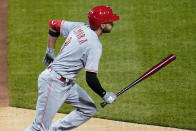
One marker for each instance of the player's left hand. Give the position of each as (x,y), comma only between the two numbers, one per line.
(49,57)
(109,97)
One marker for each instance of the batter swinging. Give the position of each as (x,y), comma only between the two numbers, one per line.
(56,84)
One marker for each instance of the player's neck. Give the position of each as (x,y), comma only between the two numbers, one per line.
(98,32)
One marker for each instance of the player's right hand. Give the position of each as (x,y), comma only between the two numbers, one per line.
(109,97)
(49,56)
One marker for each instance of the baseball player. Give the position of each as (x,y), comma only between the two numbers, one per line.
(56,84)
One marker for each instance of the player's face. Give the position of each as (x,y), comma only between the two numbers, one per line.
(108,27)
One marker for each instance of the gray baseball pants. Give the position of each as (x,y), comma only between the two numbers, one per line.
(52,94)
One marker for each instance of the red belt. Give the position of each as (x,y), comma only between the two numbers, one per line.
(61,78)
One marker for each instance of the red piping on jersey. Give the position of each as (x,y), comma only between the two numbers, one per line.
(91,70)
(46,102)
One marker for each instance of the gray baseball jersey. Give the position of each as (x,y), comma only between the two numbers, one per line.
(82,49)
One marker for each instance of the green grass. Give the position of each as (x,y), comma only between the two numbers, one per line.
(147,32)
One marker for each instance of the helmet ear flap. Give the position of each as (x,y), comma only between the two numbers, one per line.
(99,15)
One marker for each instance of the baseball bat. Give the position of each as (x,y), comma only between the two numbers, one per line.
(150,72)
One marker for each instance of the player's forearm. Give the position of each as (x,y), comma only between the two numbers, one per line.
(51,41)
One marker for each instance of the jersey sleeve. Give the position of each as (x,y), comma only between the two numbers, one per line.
(67,26)
(93,58)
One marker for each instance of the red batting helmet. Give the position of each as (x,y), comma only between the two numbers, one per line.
(99,15)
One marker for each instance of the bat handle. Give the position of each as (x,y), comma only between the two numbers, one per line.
(103,104)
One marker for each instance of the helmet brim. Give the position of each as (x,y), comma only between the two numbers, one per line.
(115,17)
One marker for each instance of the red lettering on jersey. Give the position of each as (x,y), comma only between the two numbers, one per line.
(79,33)
(82,41)
(67,42)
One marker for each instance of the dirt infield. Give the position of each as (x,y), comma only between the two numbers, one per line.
(16,119)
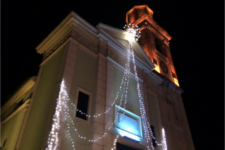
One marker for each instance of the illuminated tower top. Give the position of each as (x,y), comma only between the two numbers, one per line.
(154,41)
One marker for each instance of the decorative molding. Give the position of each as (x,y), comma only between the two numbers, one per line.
(103,50)
(84,41)
(55,47)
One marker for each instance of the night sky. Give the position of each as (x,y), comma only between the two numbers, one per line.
(196,47)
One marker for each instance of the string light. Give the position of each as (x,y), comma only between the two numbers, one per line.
(62,105)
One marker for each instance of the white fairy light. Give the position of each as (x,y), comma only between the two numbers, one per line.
(164,139)
(62,105)
(53,135)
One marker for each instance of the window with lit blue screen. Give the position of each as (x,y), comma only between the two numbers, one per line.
(128,124)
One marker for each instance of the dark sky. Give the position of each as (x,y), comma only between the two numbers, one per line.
(196,47)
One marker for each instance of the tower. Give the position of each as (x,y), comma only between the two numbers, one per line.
(154,41)
(86,95)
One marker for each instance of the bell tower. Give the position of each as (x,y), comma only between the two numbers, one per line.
(154,41)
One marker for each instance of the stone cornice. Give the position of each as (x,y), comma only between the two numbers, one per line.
(62,30)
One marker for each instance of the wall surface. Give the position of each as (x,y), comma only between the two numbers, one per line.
(43,104)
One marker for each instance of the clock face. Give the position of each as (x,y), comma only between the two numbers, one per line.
(163,67)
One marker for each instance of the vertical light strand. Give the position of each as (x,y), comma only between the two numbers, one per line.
(53,139)
(164,144)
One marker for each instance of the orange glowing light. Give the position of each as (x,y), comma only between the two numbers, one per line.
(156,68)
(176,81)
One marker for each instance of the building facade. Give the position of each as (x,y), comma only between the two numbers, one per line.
(89,69)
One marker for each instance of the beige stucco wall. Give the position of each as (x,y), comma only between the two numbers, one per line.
(11,129)
(84,77)
(44,102)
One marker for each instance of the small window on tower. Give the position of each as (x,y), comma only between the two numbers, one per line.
(153,139)
(82,105)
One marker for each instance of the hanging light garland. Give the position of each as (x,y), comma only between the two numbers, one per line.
(62,105)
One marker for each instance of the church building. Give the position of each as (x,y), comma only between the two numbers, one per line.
(100,89)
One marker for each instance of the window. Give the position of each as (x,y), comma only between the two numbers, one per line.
(160,47)
(128,124)
(82,105)
(153,140)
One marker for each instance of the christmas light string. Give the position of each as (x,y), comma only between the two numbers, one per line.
(63,98)
(124,86)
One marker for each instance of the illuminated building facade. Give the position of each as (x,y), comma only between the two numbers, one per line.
(91,62)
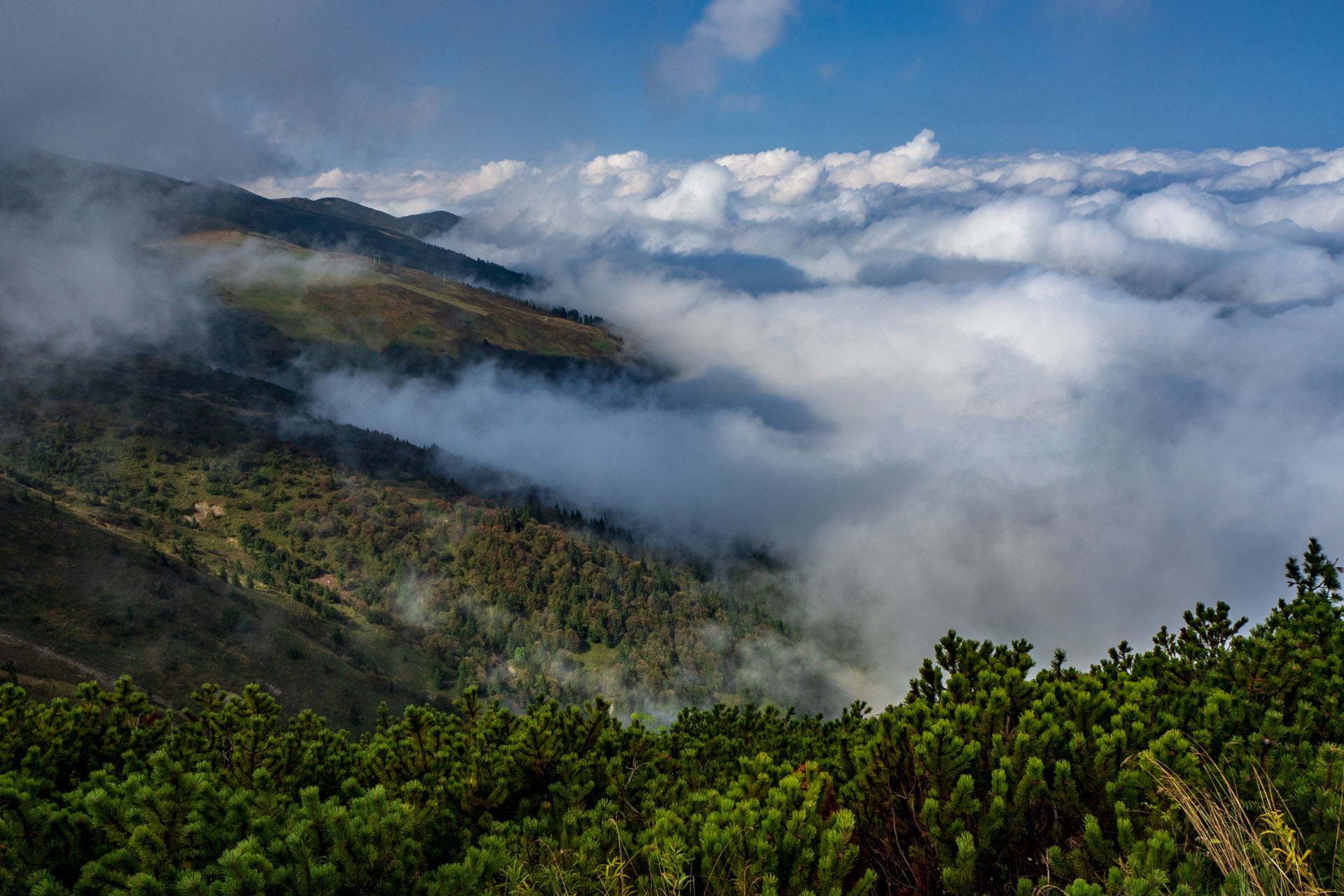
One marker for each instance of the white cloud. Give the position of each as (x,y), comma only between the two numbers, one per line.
(727,30)
(1049,396)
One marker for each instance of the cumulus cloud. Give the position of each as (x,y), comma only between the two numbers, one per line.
(1058,397)
(727,30)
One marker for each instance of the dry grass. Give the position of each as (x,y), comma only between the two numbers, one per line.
(1260,855)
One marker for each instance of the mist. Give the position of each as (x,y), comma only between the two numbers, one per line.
(1057,397)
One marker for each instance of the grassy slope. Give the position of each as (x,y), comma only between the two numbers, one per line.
(368,573)
(340,298)
(81,599)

EXERCISE OBJECTIVE
Extract every line of the listing above verbatim, leaving out the pictures.

TASK ANSWER
One marker for each instance of the player's left hand. Give the position of each as (x,y), comma only between the two numbers, one per line.
(49,57)
(109,97)
One marker for each instance of the batter swinging. Give the position of each as (x,y), comma only between the two numbers, one per line.
(56,84)
One marker for each instance of the player's neck. Give the position of each as (x,y), comma only between the two numbers, one per line.
(98,32)
One marker for each instance of the player's right hand. Give the position of each as (x,y), comma only between the two numbers, one per line.
(109,97)
(49,56)
One marker for each instance of the baseball player. Give the position of each as (x,y), comma only between the two numbers, one per line.
(56,84)
One marker for each instance of the player's face. Give the position of each as (x,y), comma only between the two numbers, one per line.
(108,27)
One marker for each instance of the gray baseball pants. Give the position of each as (x,y), comma only between the two numbers, one per line.
(52,94)
One marker for each instance of the red belt. Give the position of each as (x,y), comma only between the two numbers, one per line.
(61,78)
One marker for each instance of the red piping on jersey. Give the position of each as (x,y), comma only between the two numbers, one per line.
(91,70)
(46,102)
One marker for each instance of the gray baseball jersey. Give the position of each as (x,y), comma only between the two numbers, one per line.
(82,49)
One marker for each instance of the green grass. Give the position of each as (x,y), comma only between the two numbers, one per line.
(147,32)
One marker for each instance of the helmet ear flap. Give the position of each as (x,y), comma only between the two numbers, one per line.
(99,15)
One marker for each instance of the baseball bat. Give the position of each as (x,y), comma only between the two numbers, one per line.
(150,72)
One marker for each instance of the player's forearm. Give the position of each as (x,y), comma only between the two numbers, one per line.
(51,41)
One marker for each instance of the jersey sleeve. Give the position of each as (x,y), comma only between the two numbers, one per line.
(67,26)
(93,58)
One marker for each instance of the red batting helmet. Give the position of each as (x,y), comma only between the two numbers, one per line.
(99,15)
One marker for each instance of the bat handle. Give the position of each as (x,y), comma only between the two numbers, one per line.
(103,104)
One marker for each instance of the helmet brim. Give the position of each as (x,y), comma only between the two numbers, one per line.
(115,17)
One marker for each instance of the red lettering on jersey. Give the position of each as (x,y), comma only between the two numbers, one per line.
(79,33)
(82,41)
(67,42)
One marker for each instance of the dirt infield. Give the position of each as (x,y), comma only between the two numbers, one per line.
(16,119)
One marker for each instance of the illuminated tower top. Give the position of each as (x,y), comma only between the two numbers, one per line.
(154,41)
One marker for each instance of the decorative molding. Give the position of each as (x,y), comma only between the two numbers, one per line.
(103,50)
(84,41)
(55,47)
One marker for each instance of the night sky. Give the position of each as (x,y), comma only between the two numbers, one per line.
(196,47)
One marker for each instance of the string light. Give the position of each as (x,y), comma only between the two numbers, one per line.
(62,105)
One marker for each instance of the white fairy light. Give the position of each as (x,y), comma only between the two numbers, one per line.
(164,139)
(62,105)
(53,135)
One marker for each instance of the window with lit blue screen. Give the position of each as (x,y), comma only between the two numbers, one per line.
(128,124)
One marker for each instance of the dark sky. Give the position of each as (x,y), comma only between the two numbers, one per line.
(196,47)
One marker for each instance of the tower. Give the position of each as (x,y), comma only between the two numbers, one per line.
(154,41)
(86,95)
One marker for each instance of the bell tower. Give the position of each as (x,y), comma only between the two numbers, one per line.
(154,41)
One marker for each instance of the stone cornice. Give the position of each as (x,y), comma only between the two numbers, one per line.
(62,30)
One marker for each instance of the wall surface. Give the position of each as (x,y), comma only between the two numbers, one per line.
(43,104)
One marker for each instance of the clock face. Give the position of each as (x,y), comma only between the two numbers, one per line.
(163,67)
One marker for each instance of the vertical light strand. Give the position of each as (x,y), comma only between the two numbers, one per line.
(53,139)
(164,144)
One marker for each instance of the orange glowing light. Give the position of each as (x,y), comma only between the two numbers, one per line.
(156,68)
(176,81)
One marker for each instance of the building facade. Give the position of each as (x,y), comma only between the two numbers, one per line.
(89,69)
One marker for each instance of the beige stucco wall. Give the position of each as (x,y), comma only between the two numbers, one per line.
(11,129)
(84,77)
(44,102)
One marker for each instance of the small window on tower. Give the position of each as (x,y), comma only between the two numbers, one per line.
(153,139)
(82,105)
One marker for each instance of the hanging light garland. Give the position of each as (x,y), comma only between the two numbers, one per line.
(62,105)
One marker for each instance of the church building. Give the position of each as (x,y), comma only between the two numbers, one per line.
(100,89)
One marker for each instance of the window. Give the position of each as (x,y), comma only between the two numbers, one per line.
(160,47)
(128,124)
(82,105)
(153,140)
One marker for each instance of the christmas light string. Give the position of each as (x,y), comma only between the two numbers, one per line.
(63,98)
(124,86)
One marker for each instance of the illuminated building facade. Give the position of each as (x,y), comma only between the two numbers, one per line.
(91,62)
One marker for each instance of the white cloud. Give the position of each as (x,y), comma only between the two numbers, one per line.
(727,30)
(1049,396)
One marker for each instance of the cumulus cloud. Give the position of each as (x,y), comma only between the two numbers, one per line.
(1058,397)
(727,30)
One marker for each instance of the dry grass. Give the position of each as (x,y), comma only between the two numbers, one per line.
(1260,855)
One marker for each instance of the mist. Give the position of each as (x,y), comma only between the two numbers, one per line.
(1057,397)
One marker for each instance of the grassy slope. Give the position of each as (x,y), comma only between the two numbers, one per line.
(368,573)
(340,298)
(81,599)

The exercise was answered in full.